== About this task ==
Find the line with "the black shorts" in the entries below, then reproduce it and every line after it down to and including the line with "of the stone", exactly.

Natural-language object grounding data:
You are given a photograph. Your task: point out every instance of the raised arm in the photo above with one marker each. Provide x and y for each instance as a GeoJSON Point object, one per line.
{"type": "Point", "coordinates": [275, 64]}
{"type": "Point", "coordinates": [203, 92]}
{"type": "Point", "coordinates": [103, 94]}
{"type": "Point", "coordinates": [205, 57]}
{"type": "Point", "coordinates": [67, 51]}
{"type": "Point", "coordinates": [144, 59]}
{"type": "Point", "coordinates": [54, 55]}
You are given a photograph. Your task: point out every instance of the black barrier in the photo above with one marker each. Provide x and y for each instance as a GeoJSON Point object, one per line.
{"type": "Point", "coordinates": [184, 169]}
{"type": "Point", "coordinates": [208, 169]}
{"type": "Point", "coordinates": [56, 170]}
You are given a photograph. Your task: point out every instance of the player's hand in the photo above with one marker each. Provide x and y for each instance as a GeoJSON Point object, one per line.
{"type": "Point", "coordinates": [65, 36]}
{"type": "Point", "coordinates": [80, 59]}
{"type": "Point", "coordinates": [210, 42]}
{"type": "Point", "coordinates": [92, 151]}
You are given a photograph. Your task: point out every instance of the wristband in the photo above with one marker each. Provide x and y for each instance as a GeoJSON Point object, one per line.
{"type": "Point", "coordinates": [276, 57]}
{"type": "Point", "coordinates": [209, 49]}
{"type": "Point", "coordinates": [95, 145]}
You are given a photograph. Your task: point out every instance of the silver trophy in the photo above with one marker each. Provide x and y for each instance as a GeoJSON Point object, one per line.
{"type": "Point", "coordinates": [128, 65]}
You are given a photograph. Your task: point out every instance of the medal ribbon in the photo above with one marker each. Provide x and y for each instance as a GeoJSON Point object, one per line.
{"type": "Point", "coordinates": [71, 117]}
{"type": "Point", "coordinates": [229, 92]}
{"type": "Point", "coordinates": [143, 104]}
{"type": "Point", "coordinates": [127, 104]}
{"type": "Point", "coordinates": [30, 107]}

--

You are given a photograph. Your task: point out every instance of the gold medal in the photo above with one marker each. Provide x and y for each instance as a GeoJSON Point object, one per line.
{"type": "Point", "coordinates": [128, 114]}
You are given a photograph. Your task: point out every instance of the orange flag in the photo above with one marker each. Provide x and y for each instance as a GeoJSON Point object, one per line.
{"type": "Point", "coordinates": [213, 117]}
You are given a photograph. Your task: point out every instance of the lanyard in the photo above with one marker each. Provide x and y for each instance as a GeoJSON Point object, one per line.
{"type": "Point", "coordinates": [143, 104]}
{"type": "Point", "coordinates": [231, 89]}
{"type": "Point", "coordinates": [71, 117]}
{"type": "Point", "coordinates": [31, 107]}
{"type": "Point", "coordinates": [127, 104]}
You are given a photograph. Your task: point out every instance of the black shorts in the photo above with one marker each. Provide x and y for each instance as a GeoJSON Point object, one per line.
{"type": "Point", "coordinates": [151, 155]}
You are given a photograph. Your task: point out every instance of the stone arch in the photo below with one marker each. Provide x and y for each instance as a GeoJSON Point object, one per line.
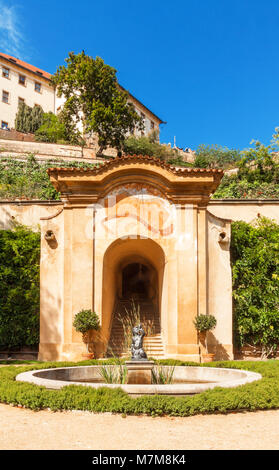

...

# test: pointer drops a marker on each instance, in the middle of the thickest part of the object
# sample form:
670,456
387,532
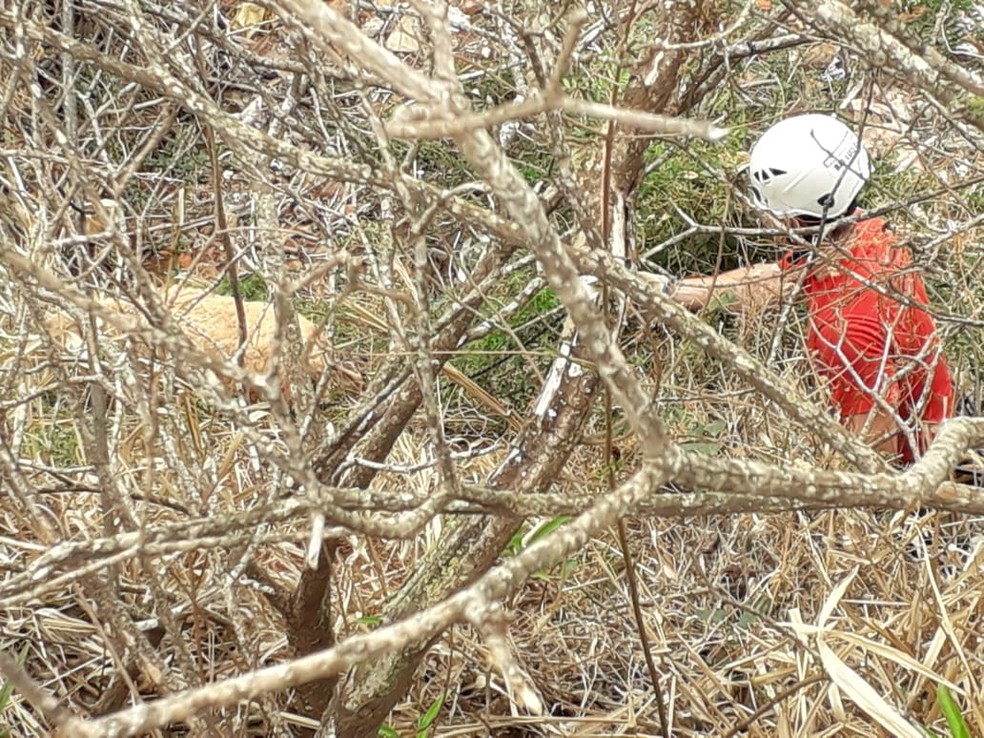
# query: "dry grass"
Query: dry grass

== Answer section ==
You are given a photograph. Your task: point out every instance of the black shorts in the photo above with one marker each. Provide x and y for each instance as a GeoJSON Point object, one per line.
{"type": "Point", "coordinates": [151, 155]}
You are given a photograph. Your task: point out every instance of the stone arch in the photo below with one marker each. Provide x and y for each instance as a GeoJSON Point object, one per line.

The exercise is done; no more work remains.